:: Given records ::

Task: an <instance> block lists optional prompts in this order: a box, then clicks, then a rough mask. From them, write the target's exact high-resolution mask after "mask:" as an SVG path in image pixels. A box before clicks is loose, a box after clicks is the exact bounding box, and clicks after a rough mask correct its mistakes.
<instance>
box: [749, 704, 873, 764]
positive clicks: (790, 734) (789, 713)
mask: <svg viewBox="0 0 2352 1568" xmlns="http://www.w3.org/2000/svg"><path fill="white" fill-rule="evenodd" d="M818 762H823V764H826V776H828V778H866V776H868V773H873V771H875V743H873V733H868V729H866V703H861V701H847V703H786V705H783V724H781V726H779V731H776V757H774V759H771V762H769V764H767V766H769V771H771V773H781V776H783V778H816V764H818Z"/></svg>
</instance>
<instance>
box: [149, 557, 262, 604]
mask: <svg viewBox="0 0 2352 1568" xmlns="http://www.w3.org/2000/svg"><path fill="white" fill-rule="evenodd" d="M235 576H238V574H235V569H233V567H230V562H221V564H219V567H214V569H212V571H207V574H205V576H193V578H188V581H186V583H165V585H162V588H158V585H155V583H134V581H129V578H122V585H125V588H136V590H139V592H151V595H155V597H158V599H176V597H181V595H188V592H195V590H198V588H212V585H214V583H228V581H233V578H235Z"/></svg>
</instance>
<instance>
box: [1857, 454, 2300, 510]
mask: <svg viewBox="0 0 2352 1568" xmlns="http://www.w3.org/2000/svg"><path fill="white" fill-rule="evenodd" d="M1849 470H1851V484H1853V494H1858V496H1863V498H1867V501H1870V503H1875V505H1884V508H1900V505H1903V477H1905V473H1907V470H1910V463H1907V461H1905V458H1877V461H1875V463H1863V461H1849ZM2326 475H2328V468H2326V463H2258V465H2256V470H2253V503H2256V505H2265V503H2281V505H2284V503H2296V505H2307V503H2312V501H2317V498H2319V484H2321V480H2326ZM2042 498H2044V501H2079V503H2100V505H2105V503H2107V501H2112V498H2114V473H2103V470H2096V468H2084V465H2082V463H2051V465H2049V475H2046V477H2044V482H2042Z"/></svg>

:::

Task item :: This exercise asks for an exact repeat of the lines from the one holding "box: [149, 557, 262, 604]" through the end of the data above.

Exercise solution ::
box: [149, 557, 262, 604]
mask: <svg viewBox="0 0 2352 1568" xmlns="http://www.w3.org/2000/svg"><path fill="white" fill-rule="evenodd" d="M235 576H238V574H235V569H233V567H230V562H221V564H219V567H214V569H212V571H207V574H205V576H193V578H188V581H186V583H165V585H162V588H158V585H155V583H134V581H129V578H122V585H125V588H136V590H139V592H151V595H155V597H158V599H176V597H181V595H188V592H195V590H198V588H212V585H214V583H228V581H233V578H235Z"/></svg>
</instance>
<instance>
box: [1857, 454, 2300, 510]
mask: <svg viewBox="0 0 2352 1568" xmlns="http://www.w3.org/2000/svg"><path fill="white" fill-rule="evenodd" d="M1849 470H1851V484H1853V494H1858V496H1863V498H1867V501H1870V503H1875V505H1884V508H1900V505H1903V477H1905V473H1907V470H1910V463H1907V461H1905V458H1877V461H1875V463H1863V461H1849ZM2326 475H2328V468H2326V463H2258V465H2256V470H2253V503H2256V505H2265V503H2281V505H2284V503H2296V505H2307V503H2312V501H2317V498H2319V484H2321V480H2326ZM2042 498H2044V501H2079V503H2100V505H2105V503H2107V501H2112V498H2114V473H2103V470H2096V468H2084V465H2082V463H2051V465H2049V475H2046V477H2044V482H2042Z"/></svg>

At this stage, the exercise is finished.